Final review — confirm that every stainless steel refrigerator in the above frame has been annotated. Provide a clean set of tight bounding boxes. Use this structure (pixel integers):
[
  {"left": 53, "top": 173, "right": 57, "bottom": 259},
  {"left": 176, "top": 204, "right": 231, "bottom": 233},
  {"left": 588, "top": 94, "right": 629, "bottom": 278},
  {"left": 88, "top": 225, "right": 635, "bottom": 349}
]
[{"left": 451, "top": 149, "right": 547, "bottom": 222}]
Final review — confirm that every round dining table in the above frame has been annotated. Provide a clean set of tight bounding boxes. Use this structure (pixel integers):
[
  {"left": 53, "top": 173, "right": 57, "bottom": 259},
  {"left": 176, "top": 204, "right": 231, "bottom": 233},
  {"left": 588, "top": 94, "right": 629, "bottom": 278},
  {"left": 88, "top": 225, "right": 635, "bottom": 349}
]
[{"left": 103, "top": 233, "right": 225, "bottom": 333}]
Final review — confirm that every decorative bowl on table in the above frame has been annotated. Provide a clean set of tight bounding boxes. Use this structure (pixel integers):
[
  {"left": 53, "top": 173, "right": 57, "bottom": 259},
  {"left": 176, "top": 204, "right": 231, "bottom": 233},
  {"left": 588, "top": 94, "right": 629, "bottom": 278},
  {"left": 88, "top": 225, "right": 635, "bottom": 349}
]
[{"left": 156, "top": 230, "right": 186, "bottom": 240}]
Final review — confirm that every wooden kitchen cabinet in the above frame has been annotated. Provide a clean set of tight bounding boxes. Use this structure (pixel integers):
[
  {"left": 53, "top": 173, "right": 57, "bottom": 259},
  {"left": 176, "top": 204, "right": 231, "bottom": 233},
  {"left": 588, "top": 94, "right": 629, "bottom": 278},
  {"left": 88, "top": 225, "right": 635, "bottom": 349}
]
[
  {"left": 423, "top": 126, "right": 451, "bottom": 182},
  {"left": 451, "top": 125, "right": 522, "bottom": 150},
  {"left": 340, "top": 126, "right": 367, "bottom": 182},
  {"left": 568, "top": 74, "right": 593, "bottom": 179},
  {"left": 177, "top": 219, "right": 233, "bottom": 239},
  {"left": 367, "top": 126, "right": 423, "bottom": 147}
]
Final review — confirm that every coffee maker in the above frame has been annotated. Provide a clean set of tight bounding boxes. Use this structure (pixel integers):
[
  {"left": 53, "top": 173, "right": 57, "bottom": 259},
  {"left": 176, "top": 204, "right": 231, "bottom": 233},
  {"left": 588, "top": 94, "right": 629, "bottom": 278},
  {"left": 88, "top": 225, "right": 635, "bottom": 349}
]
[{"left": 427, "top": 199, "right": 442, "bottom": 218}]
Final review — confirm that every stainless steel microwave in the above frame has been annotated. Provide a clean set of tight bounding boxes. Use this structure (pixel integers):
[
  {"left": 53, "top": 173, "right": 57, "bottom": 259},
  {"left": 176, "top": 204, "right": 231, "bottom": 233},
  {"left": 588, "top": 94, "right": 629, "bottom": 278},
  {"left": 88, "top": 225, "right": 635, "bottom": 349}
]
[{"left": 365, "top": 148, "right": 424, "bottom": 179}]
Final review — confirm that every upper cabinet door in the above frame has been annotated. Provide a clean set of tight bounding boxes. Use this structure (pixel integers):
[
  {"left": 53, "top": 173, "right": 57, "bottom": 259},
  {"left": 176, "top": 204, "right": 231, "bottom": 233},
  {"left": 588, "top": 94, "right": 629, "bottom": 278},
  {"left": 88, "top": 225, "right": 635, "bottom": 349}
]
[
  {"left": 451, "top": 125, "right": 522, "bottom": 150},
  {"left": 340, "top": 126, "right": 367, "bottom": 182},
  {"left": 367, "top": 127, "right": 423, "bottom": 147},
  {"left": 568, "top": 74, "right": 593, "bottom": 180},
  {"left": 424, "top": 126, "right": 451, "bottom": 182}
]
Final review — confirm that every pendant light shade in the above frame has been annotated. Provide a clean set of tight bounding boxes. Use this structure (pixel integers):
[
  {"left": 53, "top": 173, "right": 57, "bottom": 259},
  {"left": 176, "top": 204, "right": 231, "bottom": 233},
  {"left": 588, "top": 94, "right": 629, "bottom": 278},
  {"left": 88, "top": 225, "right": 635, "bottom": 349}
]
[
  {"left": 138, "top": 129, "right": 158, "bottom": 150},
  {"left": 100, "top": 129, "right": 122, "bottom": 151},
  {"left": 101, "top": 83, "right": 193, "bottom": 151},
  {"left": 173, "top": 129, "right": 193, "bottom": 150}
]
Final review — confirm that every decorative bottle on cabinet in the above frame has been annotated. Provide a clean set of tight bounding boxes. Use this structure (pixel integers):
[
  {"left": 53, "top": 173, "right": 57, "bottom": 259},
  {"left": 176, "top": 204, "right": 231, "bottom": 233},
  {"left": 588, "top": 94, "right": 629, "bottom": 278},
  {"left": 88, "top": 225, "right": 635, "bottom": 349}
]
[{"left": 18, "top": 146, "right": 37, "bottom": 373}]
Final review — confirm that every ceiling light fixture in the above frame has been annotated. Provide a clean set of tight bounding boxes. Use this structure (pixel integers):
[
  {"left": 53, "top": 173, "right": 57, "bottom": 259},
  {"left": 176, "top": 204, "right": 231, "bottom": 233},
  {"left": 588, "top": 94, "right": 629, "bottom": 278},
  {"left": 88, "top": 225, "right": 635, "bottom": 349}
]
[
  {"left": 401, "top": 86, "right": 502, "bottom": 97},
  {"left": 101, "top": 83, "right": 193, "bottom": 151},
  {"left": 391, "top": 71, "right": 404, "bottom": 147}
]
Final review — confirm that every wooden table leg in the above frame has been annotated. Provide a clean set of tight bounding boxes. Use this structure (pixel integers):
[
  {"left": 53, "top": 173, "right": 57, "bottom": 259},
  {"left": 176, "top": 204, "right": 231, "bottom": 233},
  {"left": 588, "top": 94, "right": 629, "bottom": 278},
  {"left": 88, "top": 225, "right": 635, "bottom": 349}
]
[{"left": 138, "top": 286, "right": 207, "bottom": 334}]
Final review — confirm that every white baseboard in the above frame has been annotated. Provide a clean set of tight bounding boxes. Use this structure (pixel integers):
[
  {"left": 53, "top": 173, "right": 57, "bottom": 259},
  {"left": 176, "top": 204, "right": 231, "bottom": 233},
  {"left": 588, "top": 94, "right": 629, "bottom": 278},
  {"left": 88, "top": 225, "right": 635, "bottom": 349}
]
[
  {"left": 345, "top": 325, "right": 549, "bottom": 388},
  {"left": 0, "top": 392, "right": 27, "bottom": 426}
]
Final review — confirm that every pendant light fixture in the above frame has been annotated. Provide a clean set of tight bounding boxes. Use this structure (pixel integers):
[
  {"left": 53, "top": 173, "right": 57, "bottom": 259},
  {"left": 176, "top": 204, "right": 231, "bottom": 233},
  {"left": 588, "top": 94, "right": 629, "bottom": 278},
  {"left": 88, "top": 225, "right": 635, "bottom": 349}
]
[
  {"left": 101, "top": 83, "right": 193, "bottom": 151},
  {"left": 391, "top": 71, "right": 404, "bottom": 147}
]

* [Instrucciones de la tarea]: Traslada aquí, por favor, las líneas de arriba desde la que contiene "Final review — confirm that every pendant light fixture" hasta la última, ambas incluidas y sin omitir ninguna. Suma 111 a cada coordenada de las respuestas y deja el resto sin cambios.

* [Solución]:
Final review — confirm that every pendant light fixture in the above frame has been annotated. Provide a clean set of tight bounding boxes. Use this structure (pixel integers):
[
  {"left": 53, "top": 173, "right": 57, "bottom": 259},
  {"left": 176, "top": 204, "right": 231, "bottom": 233},
  {"left": 588, "top": 94, "right": 629, "bottom": 278},
  {"left": 88, "top": 225, "right": 635, "bottom": 349}
]
[
  {"left": 212, "top": 194, "right": 304, "bottom": 262},
  {"left": 502, "top": 182, "right": 515, "bottom": 258}
]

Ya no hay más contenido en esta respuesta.